▶ [YOUR TASK]:
Rewrite the listing below, replacing every "vision module" with "detection module" and leaving everything else the same.

start TASK INPUT

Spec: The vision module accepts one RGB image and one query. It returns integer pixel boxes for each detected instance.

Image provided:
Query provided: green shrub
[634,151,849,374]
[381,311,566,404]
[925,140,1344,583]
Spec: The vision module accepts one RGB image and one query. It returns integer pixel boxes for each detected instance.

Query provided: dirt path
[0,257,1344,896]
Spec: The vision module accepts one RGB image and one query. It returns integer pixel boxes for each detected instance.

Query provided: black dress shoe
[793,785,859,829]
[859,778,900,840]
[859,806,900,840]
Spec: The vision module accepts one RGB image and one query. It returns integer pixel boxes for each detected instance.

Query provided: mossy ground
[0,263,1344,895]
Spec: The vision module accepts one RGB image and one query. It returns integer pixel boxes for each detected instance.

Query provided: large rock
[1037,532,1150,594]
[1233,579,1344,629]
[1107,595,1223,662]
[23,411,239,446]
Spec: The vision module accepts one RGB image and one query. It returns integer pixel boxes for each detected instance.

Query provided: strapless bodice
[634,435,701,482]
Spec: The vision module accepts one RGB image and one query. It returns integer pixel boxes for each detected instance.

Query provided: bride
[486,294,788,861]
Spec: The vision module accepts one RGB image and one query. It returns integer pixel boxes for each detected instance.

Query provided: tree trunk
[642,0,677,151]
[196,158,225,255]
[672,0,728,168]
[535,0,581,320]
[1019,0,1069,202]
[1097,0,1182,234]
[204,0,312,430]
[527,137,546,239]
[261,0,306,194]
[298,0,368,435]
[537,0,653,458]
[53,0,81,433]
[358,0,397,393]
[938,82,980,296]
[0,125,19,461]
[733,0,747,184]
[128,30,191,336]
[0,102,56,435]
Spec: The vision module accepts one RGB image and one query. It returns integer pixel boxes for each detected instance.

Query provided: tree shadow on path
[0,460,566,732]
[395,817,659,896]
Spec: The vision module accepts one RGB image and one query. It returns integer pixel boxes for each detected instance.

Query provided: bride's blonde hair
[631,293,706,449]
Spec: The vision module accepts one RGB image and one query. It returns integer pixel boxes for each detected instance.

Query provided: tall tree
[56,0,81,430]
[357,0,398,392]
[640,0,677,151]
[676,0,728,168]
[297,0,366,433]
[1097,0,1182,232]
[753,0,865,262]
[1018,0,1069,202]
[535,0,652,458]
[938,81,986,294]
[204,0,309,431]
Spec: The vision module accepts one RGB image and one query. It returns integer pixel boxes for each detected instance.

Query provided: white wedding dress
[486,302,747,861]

end TASK INPUT

▶ [THE RESULT]:
Spec: The detection module accepts one RGB image and one query. It returns integer pixel boxes for each detected instance.

Image provided:
Query provided: green shrub
[634,151,849,374]
[381,311,566,404]
[925,140,1344,583]
Spec: The detection module accepts one RGB image and one query. It returns integer pixel boxes for each detected instance.

Query provided: dirt path
[0,257,1344,896]
Spec: The detection module accepts one RGB image and one query. It returns integer pixel boxes for each detected instance.

Query provided: black dress shoe
[793,785,859,829]
[859,778,900,840]
[859,806,900,840]
Spec: The detection module accepts one RGB image and one query. It returns integer pixel boxes for each detected instance.

Query provided: mossy ground
[0,263,1344,895]
Spec: The detection module accepts one RGB image and one query. It returns integer pixel boxes for each detected instance.

Query provided: large rock
[1037,532,1150,594]
[1233,579,1344,629]
[1107,595,1223,662]
[23,411,239,446]
Spec: The detection module accepts one RGB image and one query. It returns integer pixel boxes for each detected instance.

Query provided: strapless bodice
[634,435,701,482]
Spec: The detection module accepts one RGB image and one query. It returns integer pixel boxes for each detected instance.

Query provided: bride
[486,294,788,861]
Spec: The detection module accepts one RGB image and one query. It returns integer pixel boxes for each detected instance.

Query provided: tree trunk
[642,0,677,151]
[196,158,225,255]
[672,0,728,168]
[535,0,581,320]
[1019,0,1069,202]
[1097,0,1182,234]
[204,0,312,430]
[527,137,546,239]
[261,0,306,194]
[298,0,368,435]
[537,0,653,458]
[53,0,81,433]
[358,0,397,393]
[938,82,980,296]
[0,125,19,461]
[733,0,747,184]
[128,30,191,336]
[0,102,56,435]
Spec: The detection module accepts one RGB image and one query. It returns integer pixel boxes for each detected instance.

Query provided: tree shadow on path
[0,460,566,732]
[395,817,659,896]
Spec: The detection module accepts one RGB image and one query. It returns integer pixel boxes for each detected instance.

Query provided: bride's blonde hair
[631,293,706,449]
Spec: The detection module accepts one RGB image and one query. It returns integer pixel boxes for each detected instance.

Query provided: tall tree
[56,0,81,430]
[357,0,398,392]
[640,0,677,151]
[676,0,728,168]
[297,0,366,433]
[1097,0,1182,232]
[753,0,865,262]
[1018,0,1069,202]
[535,0,652,458]
[938,81,986,294]
[204,0,309,431]
Spec: The detection module accepts one RGB image and one query. It returns integer pixel boxes for each detected instance.

Query provided: white wedding dress
[486,302,747,861]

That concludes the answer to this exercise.